Source text:

    I’d say you did the right thing, but I question the lady’a actions. Don’t dump it, and think about the impact a return may have on the vendor. As you say, it’s nobosy’s fault! It just happens. Good suggestion above about making this a teaching moment for your customers.

  5. Another thought just occurred to me. By having a friendly returns policy, you are building goodwill with your customers. You may lose some margin with a return, but create a repeat customer who will buy from you again and again, and tell their friends about you. Over time, you’ll more than make up for that one-off bottle.

  6. I am a wine professional, someone who also regularly buys (a lot of) wine. I acknowledge that her having poured the bottle down the sink is not exactly helpful from your perspective, and neither is the three week wait. However, let’s look at it from her perspective for a moment:

    1. She had opened a bottle of wine that was eagerly anticipated, and desired. It might be a special occasion, or a “because it’s Wednesday and it’s been a bloody bad one” bottle, but in any event, it was a bottle she had purchased in good faith, and was not ok.

Saved data entries:
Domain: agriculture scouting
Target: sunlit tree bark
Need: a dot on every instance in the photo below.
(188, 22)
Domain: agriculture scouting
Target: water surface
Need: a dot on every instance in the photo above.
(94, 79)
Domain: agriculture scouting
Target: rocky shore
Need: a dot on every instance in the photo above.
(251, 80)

Exercise:
Write out the part of the wine returns text between "I’d say you" and "for your customers.", inclusive. You can ignore the entries; they aren't needed for this.

Answer below:
I’d say you did the right thing, but I question the lady’a actions. Don’t dump it, and think about the impact a return may have on the vendor. As you say, it’s nobosy’s fault! It just happens. Good suggestion above about making this a teaching moment for your customers.